Reproduce the rows without any change, covering the stretch from the line containing "boat hull, then" through the end of the rows.
-------- DATASET
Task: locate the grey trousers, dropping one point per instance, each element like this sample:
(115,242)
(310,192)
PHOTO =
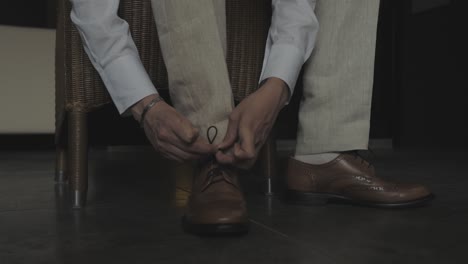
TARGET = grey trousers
(338,78)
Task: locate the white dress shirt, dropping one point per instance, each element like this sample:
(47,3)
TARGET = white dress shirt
(110,47)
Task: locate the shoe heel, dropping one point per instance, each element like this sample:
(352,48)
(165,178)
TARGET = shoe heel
(306,198)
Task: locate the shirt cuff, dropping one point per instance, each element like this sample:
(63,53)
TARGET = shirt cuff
(127,82)
(284,62)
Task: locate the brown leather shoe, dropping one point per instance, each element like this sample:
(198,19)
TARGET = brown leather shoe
(349,179)
(216,205)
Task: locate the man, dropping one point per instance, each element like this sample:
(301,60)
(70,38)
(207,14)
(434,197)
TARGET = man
(334,115)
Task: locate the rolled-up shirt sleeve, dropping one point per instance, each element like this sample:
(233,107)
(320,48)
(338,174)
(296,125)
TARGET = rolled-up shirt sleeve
(290,41)
(108,42)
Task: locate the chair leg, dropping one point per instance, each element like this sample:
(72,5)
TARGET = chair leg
(78,157)
(61,176)
(268,157)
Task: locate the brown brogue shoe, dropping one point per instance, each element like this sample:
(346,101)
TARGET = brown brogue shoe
(349,179)
(216,205)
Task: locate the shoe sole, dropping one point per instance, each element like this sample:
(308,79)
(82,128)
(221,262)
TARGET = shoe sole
(310,198)
(227,229)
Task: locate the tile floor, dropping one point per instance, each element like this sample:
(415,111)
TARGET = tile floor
(136,200)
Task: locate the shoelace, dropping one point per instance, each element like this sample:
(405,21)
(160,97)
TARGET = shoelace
(364,160)
(216,174)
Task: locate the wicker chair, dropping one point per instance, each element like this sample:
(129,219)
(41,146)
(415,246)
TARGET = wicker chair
(79,89)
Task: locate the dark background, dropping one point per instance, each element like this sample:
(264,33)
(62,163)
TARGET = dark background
(420,87)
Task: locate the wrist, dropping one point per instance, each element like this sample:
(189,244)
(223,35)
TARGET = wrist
(280,88)
(138,108)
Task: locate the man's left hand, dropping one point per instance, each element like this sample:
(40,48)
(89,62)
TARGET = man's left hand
(250,124)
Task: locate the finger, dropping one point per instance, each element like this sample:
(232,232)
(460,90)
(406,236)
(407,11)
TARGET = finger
(231,134)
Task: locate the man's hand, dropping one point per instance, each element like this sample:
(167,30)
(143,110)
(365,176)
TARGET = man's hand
(170,133)
(250,124)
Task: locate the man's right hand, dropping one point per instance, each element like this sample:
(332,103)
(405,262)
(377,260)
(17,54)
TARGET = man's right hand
(170,133)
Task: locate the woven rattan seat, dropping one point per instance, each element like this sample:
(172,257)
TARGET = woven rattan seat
(79,89)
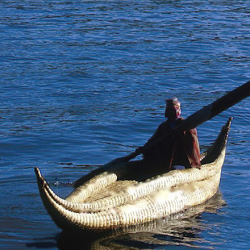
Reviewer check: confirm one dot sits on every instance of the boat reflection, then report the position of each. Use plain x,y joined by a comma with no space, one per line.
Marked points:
182,229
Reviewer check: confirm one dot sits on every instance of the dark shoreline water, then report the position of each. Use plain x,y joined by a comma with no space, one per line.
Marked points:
84,82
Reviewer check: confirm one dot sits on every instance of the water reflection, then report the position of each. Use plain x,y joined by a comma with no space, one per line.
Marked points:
182,229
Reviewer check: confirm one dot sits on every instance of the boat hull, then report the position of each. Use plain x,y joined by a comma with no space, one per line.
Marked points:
106,203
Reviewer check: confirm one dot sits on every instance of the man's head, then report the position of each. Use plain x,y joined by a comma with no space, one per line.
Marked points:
173,109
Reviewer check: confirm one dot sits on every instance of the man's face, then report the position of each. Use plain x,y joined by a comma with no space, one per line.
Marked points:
172,112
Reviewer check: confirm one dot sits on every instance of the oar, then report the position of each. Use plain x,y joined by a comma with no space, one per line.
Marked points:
196,119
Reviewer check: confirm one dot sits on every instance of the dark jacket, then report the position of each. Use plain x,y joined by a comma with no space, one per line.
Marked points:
182,149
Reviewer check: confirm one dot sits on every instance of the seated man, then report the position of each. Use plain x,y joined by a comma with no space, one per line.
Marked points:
173,150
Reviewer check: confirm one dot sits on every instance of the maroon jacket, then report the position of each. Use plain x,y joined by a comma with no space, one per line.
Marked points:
182,149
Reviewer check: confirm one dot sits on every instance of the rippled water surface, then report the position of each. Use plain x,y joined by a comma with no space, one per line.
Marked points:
84,82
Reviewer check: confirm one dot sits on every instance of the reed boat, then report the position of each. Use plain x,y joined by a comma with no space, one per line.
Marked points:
106,202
----------------
_EXERCISE OUTPUT_
Reviewer check: confirm one dot sits on every instance of the boat hull, then report the position of each. Use plain x,y joined by a comma with no space, one per line.
Marked points:
106,203
Reviewer check: confirm one dot sits on every instance of the man's head, then report the position of each. Use plain x,y joined by a comma with no space, one per line.
Marked points:
173,109
Reviewer check: confirm one dot sits on every instance of the man's face, then report the position of each. Use plain x,y joined by a comma with no space, one per line.
Marked points:
172,112
Reviewer check: confirm one dot sits on every instance of the oar, then report the position of each. Use plain x,y joined by a comma with no space, one per line.
Marked points:
196,119
Reviewer check: confirm one dot sits on every instance of the dark jacket, then report the position of each. Use plain x,y joined by a comma with no space, one per line.
Marked points:
182,149
Reviewer check: confirm one dot sits on every instance of the seated man, then report the position of each. Use plain x,y joined by a comma with no space, one per line.
Marked points:
173,150
Reviewer check: confirm one dot sits on every instance of the maroon jacket, then report the position of each. Use plain x,y joined by a comma with no space, one per line.
Marked points:
182,149
Reviewer check: confirm one dot sits on every instance of the rippled water surface, then report the position of each. Use plain x,y joined by a comma with no space, one per line.
Marked points:
84,82
Reviewer check: confirm one dot sits on every instance of the reed boat, then report the position of each. Use plain x,y joined by a comma with no space, one per line.
Marked points:
106,202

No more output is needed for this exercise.